Assignment
All of the data that follows is to be written out exactly, with images excluded.

(Referring expression pointing data)
+ + +
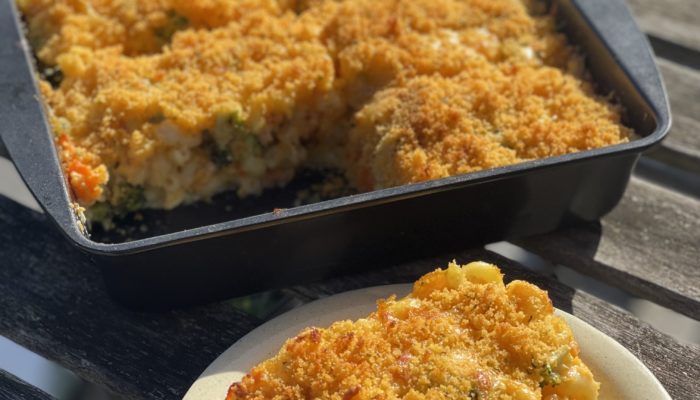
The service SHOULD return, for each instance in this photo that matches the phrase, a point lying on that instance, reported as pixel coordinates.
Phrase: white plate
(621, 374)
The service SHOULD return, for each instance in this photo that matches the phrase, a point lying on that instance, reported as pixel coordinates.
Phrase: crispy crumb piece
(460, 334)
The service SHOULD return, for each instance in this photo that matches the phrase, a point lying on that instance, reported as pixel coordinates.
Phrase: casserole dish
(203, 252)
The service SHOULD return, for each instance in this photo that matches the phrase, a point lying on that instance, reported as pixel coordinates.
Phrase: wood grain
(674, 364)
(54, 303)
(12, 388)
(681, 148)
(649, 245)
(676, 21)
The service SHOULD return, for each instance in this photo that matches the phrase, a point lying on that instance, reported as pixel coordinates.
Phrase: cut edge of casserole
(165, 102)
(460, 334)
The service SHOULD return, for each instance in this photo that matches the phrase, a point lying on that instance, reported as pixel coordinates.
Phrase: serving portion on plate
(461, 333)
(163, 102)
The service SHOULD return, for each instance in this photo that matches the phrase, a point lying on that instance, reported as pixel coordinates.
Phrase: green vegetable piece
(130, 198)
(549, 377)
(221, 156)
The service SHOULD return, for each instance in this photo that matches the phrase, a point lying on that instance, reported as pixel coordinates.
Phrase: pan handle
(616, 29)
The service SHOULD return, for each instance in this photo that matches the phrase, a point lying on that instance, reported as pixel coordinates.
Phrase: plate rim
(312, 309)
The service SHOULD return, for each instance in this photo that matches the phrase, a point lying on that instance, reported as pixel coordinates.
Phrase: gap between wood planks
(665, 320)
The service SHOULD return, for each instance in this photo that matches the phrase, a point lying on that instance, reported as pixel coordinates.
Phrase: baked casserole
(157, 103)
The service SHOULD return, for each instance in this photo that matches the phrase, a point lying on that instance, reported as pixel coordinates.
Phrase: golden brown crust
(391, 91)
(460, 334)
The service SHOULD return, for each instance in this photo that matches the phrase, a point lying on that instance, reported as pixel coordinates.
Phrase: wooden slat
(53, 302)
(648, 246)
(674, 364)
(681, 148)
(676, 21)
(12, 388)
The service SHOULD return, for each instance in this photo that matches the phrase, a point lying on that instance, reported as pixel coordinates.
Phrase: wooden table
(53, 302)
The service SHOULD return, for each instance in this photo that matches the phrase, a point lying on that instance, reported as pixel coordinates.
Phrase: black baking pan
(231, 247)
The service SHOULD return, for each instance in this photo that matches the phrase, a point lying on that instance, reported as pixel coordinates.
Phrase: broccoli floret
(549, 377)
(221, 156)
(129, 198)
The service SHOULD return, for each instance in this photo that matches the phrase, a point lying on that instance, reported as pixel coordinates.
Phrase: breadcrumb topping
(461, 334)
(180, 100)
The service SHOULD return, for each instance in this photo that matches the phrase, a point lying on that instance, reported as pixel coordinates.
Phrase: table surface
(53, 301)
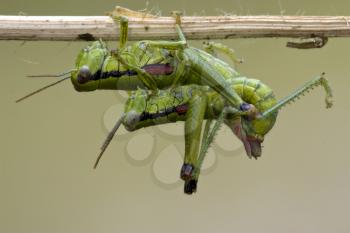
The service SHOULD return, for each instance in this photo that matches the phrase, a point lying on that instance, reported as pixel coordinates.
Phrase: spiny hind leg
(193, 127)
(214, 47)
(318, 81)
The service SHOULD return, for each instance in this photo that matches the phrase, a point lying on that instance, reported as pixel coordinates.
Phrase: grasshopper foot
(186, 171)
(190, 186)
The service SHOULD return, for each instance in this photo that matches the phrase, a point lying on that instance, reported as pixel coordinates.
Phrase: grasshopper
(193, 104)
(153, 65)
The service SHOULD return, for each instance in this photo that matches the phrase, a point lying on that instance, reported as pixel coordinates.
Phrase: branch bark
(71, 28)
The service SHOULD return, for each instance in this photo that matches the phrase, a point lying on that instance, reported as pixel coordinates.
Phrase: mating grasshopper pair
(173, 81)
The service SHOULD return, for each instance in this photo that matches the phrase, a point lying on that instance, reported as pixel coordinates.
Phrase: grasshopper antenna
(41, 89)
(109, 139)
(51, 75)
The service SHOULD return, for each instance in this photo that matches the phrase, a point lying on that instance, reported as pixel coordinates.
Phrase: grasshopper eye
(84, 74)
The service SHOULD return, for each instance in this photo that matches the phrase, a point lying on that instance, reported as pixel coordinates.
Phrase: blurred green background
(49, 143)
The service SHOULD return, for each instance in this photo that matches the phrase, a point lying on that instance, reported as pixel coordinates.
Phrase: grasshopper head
+ + +
Exercise solution
The service SHOULD return, for each instance in this photo that matches the phrase, a point lying on that instance, reported as pixel coordinates.
Phrase: white plate
(621, 374)
The service SHOULD return, for each instance in this photo that matches the phrase, a point lying on that instance, reported as pixel coordinates.
Phrase: crispy crumb piece
(460, 334)
The service SHOULD return, for each instance in this photo that matches the phrase, a point lying on that instance, reported as pixel coordinates.
Phrase: casserole dish
(203, 252)
The service SHOULD return, for each instance in this photo that matches the phrase, a point lying on that instance, reported as pixel coordinates.
Phrase: wood grain
(674, 364)
(54, 303)
(12, 388)
(681, 148)
(649, 245)
(676, 21)
The service SHOULD return, for each instance in this photo that matches the phrase, a point lying on that instance, reported as pixel coordinates.
Phrase: cut edge of casserole
(165, 102)
(460, 334)
The service SHOULD return, for each instance in this photo that matches the phrase, a point lying on that instance, reported as pixel coordinates.
Phrase: serving portion on plate
(461, 333)
(163, 102)
The service SHOULD return, for each instance in this photo that matches the phrase, a point lying on that instance, reported as pixel coordinates.
Phrase: green vegetable piece
(130, 198)
(549, 377)
(221, 156)
The service SHOULD return, for each instance in this photo that matches the phrase, a point lying on that instance, reported as pixel coordinates.
Phrase: pan handle
(616, 29)
The service SHOULD return, for each instance in this photo that matches the phrase, a point lying on that instance, reported as pixel coordinates.
Phrase: plate rim
(312, 309)
The service SHOULD return, for each instance in this photo that matches the phrase, a point lying on that instance, reported as pixel coordinates.
Phrase: gap between wood planks
(665, 320)
The service SHOULD return, for each instance in this photo that matches the phrase, a point lying on that instance, reported as pixel coordinates.
Phrase: baked casserole
(157, 103)
The service SHOULD return, for each instance in this photo that matches the phrase, a point lying on that instance, reported as pixel coordinates.
Phrase: golden brown crust
(391, 91)
(460, 334)
The service SHOULD return, for each instance in this photo that matches the phrase, a point lying on that instance, reported as pixel coordinates.
Phrase: wooden slat
(53, 302)
(648, 246)
(674, 364)
(681, 148)
(676, 21)
(12, 388)
The service SHOULD return, for each instance in this photo that matches the phrase, a point lying on that instance, reported as pixel coordinates.
Phrase: wooden table
(53, 302)
The service SHOULD return, for each instance in this photo that matches the phrase, a point lying on that instance, reported as pixel coordinates.
Phrase: black baking pan
(231, 247)
The service SHOULD return, for each instance in this photo that matches the phrase, a point lying on that instance, reported as pixel coordinates.
Phrase: broccoli floret
(549, 377)
(221, 156)
(129, 198)
The service SHOULD return, for each instance in this photo that matches the phrase, a point lying on that instance, reported as pixel coordinates.
Phrase: breadcrumb topping
(461, 334)
(180, 100)
The service SHOULD return, for each instance in this photo that matches the phrase, a point lying on that instance, reported as pixel coordinates.
Phrase: table surface
(53, 301)
The service SHOULD return, for each instance in this photo that matches the phrase, a point lying on that instance, reported as pixel coordinates.
Phrase: spiny hind leg
(193, 127)
(214, 47)
(318, 81)
The service SHOULD return, for each instance in this photo that matches the phrase, a point lying on that instance, reported as pixel coordinates.
Phrase: grasshopper foot
(186, 171)
(190, 186)
The service SHOULD return, for each instance in this photo that matches the phrase, a point lying on that instance, reported as pixel coordinates.
Phrase: grasshopper
(193, 104)
(153, 65)
The service SHOULD return, for each instance in this photo that matches the phrase, a point lying on that instance, reported as pixel coordinates.
Phrase: branch bark
(71, 28)
The service SHOULD return, for each instance in this photo that matches the phrase, a point lying on that instance, reported as pixel coordinates.
Phrase: mating grasshopper pair
(173, 81)
The service SHOULD return, for each instance in this photo that matches the phrase, a point lying on that instance, reported as pixel coordinates.
Phrase: grasshopper antenna
(41, 89)
(109, 139)
(51, 75)
The service SHOULD return, for each instance in this photo that matches the phrase, a point lying on that instance, reported as pixel coordinates.
Phrase: grasshopper eye
(84, 74)
The service SHOULD return, for each instance in this photo that matches the phrase, a point lying on that instance, reported as pixel coordinates.
Phrase: blurred green background
(49, 143)
The service SHOULD return, for each instance in this photo that matches the phrase, a point lying on that instance, reported as pixel coordinates.
Phrase: grasshopper head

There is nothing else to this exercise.